-- Exercise directions --
Please filter the data down to the lines that include the word "player" and copy them.

[Dataset entries]

• • • • •

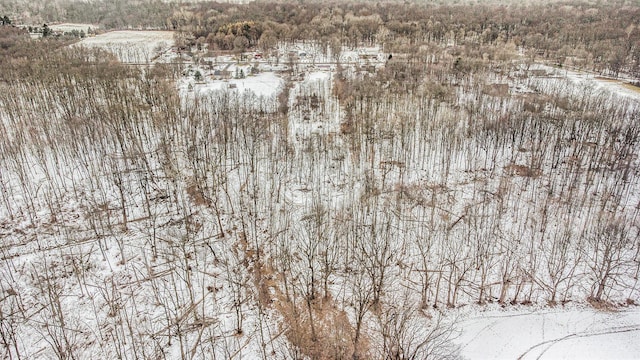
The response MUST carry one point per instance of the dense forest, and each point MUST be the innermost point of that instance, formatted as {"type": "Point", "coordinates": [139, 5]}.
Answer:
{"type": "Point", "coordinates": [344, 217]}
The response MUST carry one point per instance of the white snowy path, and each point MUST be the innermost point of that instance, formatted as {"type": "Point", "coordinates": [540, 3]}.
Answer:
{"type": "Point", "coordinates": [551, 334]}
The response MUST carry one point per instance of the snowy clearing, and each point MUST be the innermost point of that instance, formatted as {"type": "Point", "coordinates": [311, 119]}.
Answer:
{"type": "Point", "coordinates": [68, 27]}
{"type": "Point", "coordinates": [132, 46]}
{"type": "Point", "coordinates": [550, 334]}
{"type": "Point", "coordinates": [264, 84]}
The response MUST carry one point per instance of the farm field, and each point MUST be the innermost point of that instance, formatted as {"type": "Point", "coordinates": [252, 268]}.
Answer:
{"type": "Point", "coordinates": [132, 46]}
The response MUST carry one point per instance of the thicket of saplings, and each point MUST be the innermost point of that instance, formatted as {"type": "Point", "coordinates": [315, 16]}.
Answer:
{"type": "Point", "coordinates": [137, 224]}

• • • • •

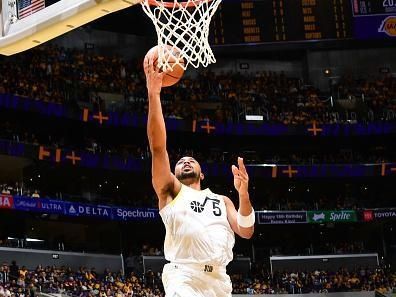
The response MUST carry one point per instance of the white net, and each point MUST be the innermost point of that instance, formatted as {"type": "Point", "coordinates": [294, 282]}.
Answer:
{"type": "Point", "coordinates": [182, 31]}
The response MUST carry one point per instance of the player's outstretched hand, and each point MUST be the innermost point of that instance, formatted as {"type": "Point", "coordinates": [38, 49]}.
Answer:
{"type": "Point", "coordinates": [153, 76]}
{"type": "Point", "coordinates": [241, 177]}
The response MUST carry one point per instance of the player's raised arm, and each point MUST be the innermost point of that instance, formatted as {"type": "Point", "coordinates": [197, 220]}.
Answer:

• • • • •

-- Output for this exercise --
The response MUST carry one point per instance of the player's outstretched hand, and each point MUST be the innermost point of that instance, formatted as {"type": "Point", "coordinates": [38, 49]}.
The response MUST carry one point per instance of the player's raised arm, and each point MUST be the innermost point of that instance, formatted as {"type": "Point", "coordinates": [197, 220]}.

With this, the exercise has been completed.